- _Aangeleverd fragment_:
----
Ctgb toetst vanaf volgend jaar ook op stapeling van stoffen
Op het moment toetst het Ctgb enkel individuele gewasbeschermingsmiddelen op hun effecten op gezondheid en milieu. Maar in de samenleving, en bij partijen in de Tweede Kamer, heersen zorgen dat het effect van verschillende stoffen, die ieder op zich als veilig zijn beoordeeld, bij elkaar toch negatieve effecten kunnen hebben. Omdat mens en milieu worden blootgesteld aan stoffen uit verschillende bronnen, bestaat dat risico.
Onder andere Harm Holman (NSC) zei in een debat over gewasbeschermingsmiddelen dat hij zich zorgen maakt over de effecten van verschillende stoffen bij elkaar. „We tonen aan wat de residuen van één middel doen”, stelde hij. „Maar als je er tien hebt, gaat dat een versterkend effect hebben. En als je er dan ook nog twintig hebt van PFAS, en nog eens twintig van auto’s, verontreiniging en industrie, dan heb je vijftig keer een klein beetje. Dat zou wel eens veel meer effect kunnen hebben dan je met elkaar denkt.”
Minister Wiersma beaamde dat. Zij kondigde aan dat het Ctgb vanaf volgend jaar middelen daarom ook zal gaan toetsen op hun effecten in cumulatie met andere middelen. Het toetsingskader daarvoor wordt ontwikkeld en zal naar verwachting volgend jaar klaar zijn.
Minder middelen
Ondertussen maken Kamerleden zich ook zorgen over de teruglopende ‘medicijnkast’. André Flach (SGP) maakte zich zorgen over het voortbestaan van de groente- en fruitteelt als het aantal toegestane middelen steeds verder afneemt. Voor de uienteelt zijn er nog maar twee werkbare stoffen toegelaten, zei hij. Hij vroeg de minister daarom om middelen niet van de markt te halen zolang er nog geen alternatieven zijn.
De minister wilde daar niet aan. „Als een middel volgens het Ctgb niet veilig kan worden toegepast, moet dat niet meer worden gebruikt”, zei ze. „Dan moeten we niet wachten op nieuwe middelen.” Wel wil ze maximaal inzetten in Nederland en in de EU, om die nieuwe middelen sneller op de markt te krijgen. En dat gaat verder dan middelen, zei ze: ook het sneller ontwikkelen van weerbare rassen met Crispr-Cas of het gebruik van precisietechnieken zoals drones om ziektes sneller te detecteren, vallen daar volgens haar onder.
----
- _Getoond materiaal_:
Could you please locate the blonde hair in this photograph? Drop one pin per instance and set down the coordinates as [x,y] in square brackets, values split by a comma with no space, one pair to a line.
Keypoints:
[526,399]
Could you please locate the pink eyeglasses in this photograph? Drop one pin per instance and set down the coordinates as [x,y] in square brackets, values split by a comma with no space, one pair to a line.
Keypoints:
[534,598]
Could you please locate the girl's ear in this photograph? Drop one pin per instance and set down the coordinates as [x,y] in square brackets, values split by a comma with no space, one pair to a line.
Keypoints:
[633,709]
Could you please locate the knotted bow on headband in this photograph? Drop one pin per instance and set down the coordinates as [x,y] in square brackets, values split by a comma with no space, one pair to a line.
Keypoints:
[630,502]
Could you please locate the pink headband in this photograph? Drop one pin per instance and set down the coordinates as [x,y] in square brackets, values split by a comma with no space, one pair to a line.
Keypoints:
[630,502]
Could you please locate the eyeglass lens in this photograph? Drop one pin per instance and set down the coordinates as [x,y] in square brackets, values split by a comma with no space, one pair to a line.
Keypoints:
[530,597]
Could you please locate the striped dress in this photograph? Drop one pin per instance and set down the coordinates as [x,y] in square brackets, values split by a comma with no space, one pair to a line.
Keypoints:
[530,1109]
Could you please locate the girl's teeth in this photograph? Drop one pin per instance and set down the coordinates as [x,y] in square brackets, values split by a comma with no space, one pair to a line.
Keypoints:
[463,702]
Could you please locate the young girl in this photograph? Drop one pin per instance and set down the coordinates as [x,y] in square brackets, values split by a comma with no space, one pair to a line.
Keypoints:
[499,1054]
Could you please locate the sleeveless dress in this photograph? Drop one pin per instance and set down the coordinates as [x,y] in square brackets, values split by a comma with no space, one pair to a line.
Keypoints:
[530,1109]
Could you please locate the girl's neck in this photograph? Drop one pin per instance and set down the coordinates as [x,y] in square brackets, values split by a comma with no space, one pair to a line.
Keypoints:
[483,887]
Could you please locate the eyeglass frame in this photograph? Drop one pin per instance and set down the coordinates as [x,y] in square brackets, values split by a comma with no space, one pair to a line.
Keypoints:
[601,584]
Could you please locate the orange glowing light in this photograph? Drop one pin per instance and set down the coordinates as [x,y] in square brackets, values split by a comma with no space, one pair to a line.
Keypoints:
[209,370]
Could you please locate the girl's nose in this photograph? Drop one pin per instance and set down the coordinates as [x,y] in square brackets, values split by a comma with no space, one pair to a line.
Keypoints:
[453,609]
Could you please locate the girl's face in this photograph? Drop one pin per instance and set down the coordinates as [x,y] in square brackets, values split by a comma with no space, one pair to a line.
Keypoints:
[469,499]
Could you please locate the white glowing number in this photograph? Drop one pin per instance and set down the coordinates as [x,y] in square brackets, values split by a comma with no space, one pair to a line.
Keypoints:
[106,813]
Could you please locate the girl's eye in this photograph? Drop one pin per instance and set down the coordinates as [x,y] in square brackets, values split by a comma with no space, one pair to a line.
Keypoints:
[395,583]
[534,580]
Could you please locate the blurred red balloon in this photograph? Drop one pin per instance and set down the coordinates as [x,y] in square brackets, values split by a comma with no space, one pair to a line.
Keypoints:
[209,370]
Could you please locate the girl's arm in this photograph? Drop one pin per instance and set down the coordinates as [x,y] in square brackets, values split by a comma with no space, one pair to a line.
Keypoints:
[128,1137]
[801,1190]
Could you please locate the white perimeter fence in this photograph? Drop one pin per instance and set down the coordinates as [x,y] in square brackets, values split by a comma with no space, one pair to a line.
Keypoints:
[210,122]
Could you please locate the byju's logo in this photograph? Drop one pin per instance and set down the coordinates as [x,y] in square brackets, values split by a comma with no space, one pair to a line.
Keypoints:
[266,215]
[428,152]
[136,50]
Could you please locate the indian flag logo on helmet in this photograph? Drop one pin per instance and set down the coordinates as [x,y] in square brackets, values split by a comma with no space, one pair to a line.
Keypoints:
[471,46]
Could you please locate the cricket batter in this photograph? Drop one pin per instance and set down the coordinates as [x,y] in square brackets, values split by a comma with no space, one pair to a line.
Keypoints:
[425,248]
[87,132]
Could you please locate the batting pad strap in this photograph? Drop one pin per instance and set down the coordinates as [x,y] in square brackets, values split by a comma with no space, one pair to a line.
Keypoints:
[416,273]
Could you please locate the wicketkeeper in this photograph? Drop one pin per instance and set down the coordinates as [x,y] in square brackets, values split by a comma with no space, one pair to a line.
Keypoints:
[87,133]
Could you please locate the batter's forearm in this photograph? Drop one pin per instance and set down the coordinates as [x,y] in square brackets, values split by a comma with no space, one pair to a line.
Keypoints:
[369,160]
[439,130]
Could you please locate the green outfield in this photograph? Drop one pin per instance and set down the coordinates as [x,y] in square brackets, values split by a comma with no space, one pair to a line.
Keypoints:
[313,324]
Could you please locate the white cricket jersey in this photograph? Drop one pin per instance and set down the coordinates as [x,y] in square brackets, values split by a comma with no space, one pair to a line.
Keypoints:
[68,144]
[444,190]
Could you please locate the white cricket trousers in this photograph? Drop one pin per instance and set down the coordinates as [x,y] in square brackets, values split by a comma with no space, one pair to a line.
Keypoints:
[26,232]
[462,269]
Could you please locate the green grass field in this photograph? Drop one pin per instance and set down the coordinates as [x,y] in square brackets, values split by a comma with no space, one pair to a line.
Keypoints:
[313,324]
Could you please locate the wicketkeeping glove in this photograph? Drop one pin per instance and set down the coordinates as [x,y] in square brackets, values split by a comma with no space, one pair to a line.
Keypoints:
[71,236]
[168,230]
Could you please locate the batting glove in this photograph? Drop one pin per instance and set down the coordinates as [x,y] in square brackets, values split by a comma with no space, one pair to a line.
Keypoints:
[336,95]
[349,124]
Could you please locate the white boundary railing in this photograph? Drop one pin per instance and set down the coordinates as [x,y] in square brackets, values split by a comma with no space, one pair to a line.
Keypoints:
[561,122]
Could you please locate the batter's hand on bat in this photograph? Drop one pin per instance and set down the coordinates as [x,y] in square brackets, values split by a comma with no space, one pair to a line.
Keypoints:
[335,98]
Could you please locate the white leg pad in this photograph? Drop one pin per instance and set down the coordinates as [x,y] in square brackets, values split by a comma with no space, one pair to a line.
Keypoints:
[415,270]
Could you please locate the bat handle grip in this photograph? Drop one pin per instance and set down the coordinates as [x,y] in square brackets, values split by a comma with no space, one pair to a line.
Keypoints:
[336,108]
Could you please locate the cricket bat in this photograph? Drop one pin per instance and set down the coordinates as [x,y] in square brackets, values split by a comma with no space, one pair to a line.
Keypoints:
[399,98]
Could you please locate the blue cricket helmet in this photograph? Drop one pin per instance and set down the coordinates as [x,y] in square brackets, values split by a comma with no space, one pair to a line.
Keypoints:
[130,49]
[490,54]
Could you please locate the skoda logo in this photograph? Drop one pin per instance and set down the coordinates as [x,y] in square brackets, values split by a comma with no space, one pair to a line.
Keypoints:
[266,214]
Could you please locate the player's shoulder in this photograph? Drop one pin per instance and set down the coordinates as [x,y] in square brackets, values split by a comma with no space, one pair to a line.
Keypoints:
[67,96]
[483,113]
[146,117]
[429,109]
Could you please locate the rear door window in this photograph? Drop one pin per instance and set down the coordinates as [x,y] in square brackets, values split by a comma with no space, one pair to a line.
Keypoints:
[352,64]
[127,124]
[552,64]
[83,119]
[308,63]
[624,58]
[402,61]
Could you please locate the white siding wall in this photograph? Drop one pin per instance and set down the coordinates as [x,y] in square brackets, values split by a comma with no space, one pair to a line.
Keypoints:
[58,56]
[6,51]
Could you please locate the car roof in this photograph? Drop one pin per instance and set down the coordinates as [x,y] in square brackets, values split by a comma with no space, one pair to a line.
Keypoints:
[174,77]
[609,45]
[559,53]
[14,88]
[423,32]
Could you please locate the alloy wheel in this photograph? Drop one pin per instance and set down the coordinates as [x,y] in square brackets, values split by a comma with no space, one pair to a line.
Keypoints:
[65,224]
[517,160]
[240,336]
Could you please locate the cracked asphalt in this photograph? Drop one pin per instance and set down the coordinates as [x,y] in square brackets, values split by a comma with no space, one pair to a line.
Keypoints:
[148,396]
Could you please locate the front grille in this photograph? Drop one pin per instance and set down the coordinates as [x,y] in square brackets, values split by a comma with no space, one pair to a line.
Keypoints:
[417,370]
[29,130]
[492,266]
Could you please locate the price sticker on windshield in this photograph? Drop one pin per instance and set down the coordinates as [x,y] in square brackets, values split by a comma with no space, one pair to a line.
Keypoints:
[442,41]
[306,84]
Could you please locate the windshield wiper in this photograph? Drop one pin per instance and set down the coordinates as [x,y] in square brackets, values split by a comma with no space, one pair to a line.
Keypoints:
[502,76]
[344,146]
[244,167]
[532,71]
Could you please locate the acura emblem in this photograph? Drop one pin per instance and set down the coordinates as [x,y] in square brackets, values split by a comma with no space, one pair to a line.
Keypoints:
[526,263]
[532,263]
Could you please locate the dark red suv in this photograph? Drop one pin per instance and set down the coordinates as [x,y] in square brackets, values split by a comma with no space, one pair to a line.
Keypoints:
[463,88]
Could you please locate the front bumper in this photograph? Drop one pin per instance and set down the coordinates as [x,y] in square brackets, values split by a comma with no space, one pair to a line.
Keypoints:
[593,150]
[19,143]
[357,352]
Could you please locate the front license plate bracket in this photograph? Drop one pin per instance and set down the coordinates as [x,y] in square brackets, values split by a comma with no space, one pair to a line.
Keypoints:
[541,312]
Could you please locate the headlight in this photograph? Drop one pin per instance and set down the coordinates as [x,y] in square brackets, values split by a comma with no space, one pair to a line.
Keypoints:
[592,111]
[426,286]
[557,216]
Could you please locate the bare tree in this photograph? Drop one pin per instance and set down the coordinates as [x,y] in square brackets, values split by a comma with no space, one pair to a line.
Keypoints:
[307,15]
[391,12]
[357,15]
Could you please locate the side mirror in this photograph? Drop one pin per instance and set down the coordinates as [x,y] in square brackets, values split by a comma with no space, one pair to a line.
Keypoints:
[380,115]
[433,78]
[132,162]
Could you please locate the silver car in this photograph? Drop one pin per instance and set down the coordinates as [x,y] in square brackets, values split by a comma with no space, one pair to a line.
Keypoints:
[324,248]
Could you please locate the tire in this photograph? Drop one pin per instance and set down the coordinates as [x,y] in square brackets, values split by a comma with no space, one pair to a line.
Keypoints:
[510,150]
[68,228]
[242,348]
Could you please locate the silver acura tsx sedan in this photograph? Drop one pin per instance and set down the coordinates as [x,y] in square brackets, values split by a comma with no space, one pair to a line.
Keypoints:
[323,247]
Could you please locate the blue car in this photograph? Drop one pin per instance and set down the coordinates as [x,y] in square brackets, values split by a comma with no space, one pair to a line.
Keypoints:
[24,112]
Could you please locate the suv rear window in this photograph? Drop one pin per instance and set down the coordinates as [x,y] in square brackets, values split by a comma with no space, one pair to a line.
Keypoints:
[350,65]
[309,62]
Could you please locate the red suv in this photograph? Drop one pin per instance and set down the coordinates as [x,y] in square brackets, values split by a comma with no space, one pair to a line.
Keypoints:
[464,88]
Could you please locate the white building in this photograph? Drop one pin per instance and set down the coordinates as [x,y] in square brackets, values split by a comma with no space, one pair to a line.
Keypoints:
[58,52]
----
- _Opdrachten_:
1. Hoeveel werkbare stoffen zijn er volgens André Flach in het fragment nog toegelaten voor de uienteelt?
2. Herhaal uit het fragment letterlijk alles vanaf "De minister wilde" tot en met "volgens haar onder.".
3. Zet de alinea uit het fragment die begint met "De minister wilde daar niet aan" om in een beknopte opsomming met de belangrijkste feiten.

- _Uitwerkingen_:
1. Nog maar twee.

2.
De minister wilde daar niet aan. „Als een middel volgens het Ctgb niet veilig kan worden toegepast, moet dat niet meer worden gebruikt”, zei ze. „Dan moeten we niet wachten op nieuwe middelen.” Wel wil ze maximaal inzetten in Nederland en in de EU, om die nieuwe middelen sneller op de markt te krijgen. En dat gaat verder dan middelen, zei ze: ook het sneller ontwikkelen van weerbare rassen met Crispr-Cas of het gebruik van precisietechnieken zoals drones om ziektes sneller te detecteren, vallen daar volgens haar onder.

3.
- De minister wil middelen niet op de markt houden tot er alternatieven zijn.
- Een middel dat volgens het Ctgb niet veilig kan worden toegepast, moet niet meer worden gebruikt. Er wordt niet gewacht op nieuwe middelen.
- Ze wil zich in Nederland en in de EU maximaal inzetten om nieuwe middelen sneller op de markt te krijgen.
- Dat gaat volgens haar verder dan middelen. Het gaat ook om het sneller ontwikkelen van weerbare rassen met Crispr-Cas en om precisietechnieken zoals drones, die ziektes sneller detecteren.